## Task description
Show each line of the data below that contains the word "rescue", copied in full.

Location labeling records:
__________________________________________________

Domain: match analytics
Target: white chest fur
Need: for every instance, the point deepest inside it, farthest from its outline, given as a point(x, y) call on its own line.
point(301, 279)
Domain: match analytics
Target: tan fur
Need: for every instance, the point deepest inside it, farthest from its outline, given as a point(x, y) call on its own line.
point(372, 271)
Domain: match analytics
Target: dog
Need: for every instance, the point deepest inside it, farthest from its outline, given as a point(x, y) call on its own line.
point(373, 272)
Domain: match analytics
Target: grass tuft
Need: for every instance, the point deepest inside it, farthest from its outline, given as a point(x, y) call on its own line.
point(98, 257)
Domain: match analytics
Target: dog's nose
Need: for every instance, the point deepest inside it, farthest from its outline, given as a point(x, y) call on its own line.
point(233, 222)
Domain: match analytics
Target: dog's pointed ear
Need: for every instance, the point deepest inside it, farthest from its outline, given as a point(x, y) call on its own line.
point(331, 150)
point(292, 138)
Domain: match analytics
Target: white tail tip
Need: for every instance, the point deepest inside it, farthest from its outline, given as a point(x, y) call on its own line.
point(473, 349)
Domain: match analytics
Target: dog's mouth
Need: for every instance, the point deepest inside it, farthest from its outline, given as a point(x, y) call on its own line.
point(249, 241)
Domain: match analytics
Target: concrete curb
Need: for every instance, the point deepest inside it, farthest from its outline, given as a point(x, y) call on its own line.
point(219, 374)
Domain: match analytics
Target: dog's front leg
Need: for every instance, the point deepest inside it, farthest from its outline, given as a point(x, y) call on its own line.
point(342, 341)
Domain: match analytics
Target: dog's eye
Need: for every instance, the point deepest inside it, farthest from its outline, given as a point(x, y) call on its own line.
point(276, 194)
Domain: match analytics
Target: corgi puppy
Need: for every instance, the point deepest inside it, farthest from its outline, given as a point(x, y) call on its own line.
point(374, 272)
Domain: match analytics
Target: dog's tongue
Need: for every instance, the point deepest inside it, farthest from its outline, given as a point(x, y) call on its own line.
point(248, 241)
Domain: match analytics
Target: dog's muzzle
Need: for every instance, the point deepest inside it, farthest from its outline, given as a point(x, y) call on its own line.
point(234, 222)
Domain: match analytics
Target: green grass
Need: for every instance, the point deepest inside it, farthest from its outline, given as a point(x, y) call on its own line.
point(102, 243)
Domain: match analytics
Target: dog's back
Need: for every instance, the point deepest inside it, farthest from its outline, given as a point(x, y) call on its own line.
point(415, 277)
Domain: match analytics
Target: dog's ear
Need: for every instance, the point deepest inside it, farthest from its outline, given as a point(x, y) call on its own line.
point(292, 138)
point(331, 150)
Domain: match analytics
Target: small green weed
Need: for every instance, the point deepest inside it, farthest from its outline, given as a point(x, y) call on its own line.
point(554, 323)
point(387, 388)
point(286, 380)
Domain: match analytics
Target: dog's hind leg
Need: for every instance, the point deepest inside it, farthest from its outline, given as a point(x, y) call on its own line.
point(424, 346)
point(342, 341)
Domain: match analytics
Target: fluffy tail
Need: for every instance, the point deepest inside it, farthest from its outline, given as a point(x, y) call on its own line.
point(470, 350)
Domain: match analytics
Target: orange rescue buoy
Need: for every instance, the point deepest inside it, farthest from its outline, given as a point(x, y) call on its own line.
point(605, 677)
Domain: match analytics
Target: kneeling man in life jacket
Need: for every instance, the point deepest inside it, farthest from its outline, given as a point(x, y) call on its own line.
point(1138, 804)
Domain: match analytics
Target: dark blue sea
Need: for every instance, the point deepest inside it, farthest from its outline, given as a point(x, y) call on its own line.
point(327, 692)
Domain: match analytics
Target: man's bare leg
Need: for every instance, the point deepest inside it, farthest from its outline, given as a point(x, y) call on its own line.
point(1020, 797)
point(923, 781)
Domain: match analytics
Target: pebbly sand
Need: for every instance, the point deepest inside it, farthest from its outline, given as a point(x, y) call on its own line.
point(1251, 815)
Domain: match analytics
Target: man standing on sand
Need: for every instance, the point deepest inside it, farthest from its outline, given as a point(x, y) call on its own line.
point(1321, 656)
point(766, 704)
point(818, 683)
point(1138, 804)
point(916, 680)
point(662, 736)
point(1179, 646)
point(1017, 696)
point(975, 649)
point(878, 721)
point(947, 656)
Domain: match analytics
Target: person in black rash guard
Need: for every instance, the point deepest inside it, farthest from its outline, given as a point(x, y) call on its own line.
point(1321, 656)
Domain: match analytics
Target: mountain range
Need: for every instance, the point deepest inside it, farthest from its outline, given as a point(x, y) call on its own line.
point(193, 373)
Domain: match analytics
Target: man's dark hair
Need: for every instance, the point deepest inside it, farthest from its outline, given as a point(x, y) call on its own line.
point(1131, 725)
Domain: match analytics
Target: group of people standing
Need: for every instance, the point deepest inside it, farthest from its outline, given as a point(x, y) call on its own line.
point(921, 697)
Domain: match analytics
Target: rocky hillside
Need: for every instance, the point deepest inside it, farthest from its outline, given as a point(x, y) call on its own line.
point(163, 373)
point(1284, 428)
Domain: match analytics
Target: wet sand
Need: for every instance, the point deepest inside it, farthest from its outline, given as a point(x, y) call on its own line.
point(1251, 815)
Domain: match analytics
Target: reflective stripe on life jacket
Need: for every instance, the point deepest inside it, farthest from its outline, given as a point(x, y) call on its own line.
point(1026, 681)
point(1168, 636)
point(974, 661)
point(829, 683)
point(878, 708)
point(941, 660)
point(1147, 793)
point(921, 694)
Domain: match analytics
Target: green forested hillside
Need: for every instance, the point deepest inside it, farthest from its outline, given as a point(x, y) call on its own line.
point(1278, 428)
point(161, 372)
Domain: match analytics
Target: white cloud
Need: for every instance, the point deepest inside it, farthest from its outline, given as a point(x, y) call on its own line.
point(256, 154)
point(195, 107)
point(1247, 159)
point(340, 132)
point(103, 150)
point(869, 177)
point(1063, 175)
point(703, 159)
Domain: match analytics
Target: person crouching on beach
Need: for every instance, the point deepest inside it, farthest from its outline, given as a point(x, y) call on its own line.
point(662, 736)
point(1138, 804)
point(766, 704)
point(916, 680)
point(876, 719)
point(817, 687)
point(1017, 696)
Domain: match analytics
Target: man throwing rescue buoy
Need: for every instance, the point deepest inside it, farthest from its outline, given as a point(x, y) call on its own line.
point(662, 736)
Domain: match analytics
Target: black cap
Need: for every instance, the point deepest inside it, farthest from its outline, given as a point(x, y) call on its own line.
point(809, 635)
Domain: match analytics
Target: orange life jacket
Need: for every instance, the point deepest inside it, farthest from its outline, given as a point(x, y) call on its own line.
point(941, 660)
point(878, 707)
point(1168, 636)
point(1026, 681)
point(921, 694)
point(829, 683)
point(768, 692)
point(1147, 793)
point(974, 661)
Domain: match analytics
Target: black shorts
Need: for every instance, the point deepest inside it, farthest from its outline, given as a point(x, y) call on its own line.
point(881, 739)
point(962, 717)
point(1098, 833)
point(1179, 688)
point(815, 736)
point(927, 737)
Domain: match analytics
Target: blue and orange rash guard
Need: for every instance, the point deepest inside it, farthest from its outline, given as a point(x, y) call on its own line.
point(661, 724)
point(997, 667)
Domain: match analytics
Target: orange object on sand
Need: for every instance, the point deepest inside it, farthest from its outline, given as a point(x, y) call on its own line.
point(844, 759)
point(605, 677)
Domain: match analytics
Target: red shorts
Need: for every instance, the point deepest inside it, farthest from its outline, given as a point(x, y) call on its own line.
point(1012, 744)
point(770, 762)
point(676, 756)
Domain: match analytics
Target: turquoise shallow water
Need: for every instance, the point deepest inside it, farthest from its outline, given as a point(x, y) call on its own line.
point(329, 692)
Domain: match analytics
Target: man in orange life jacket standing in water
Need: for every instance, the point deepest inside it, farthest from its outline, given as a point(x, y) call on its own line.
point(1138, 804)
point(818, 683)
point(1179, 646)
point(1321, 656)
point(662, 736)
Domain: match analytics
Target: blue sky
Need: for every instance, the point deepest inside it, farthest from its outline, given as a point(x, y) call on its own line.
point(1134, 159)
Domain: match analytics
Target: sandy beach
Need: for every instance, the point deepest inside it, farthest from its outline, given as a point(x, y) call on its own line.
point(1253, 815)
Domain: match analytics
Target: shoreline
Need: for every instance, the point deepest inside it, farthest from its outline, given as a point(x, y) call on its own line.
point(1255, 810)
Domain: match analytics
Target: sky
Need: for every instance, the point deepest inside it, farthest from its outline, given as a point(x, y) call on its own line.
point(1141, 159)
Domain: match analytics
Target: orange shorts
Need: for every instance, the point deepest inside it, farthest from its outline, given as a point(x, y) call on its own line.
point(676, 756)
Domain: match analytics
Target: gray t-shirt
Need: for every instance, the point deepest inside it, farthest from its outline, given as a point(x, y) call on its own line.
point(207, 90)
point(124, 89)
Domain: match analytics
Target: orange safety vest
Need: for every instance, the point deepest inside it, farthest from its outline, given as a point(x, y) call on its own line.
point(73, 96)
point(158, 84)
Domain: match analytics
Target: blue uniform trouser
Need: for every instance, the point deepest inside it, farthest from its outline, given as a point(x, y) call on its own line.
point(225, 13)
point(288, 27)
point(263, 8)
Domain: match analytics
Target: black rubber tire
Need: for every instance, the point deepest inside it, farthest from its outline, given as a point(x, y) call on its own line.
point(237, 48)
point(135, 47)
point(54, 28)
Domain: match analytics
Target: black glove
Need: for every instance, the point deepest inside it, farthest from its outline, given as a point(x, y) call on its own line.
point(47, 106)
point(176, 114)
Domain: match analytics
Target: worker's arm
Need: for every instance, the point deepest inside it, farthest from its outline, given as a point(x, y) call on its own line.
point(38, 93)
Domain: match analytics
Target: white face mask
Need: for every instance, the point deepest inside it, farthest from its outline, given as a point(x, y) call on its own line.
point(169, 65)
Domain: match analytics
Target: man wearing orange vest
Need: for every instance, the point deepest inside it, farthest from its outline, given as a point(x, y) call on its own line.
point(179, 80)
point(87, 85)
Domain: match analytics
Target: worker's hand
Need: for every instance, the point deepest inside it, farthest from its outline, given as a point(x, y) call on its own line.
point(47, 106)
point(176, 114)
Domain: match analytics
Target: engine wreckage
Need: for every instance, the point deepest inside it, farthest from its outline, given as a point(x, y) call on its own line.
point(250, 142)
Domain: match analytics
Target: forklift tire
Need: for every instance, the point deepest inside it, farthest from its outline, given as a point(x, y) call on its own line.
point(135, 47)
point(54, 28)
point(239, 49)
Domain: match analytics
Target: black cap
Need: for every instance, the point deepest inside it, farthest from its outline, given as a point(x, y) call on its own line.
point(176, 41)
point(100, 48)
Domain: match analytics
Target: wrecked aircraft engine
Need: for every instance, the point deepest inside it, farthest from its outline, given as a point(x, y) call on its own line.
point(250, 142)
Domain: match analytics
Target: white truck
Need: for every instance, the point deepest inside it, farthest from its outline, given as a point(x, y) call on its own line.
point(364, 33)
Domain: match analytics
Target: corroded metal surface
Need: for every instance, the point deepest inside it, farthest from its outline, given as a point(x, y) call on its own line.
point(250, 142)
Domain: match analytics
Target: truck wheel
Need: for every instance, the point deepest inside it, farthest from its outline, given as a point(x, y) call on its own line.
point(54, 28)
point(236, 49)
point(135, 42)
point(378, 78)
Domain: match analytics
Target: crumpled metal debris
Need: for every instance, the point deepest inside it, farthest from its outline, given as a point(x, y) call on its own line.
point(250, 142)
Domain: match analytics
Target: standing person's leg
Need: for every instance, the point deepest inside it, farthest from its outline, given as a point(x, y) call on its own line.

__________________________________________________

## Solution
Target: orange rescue buoy
Target: man throwing rescue buoy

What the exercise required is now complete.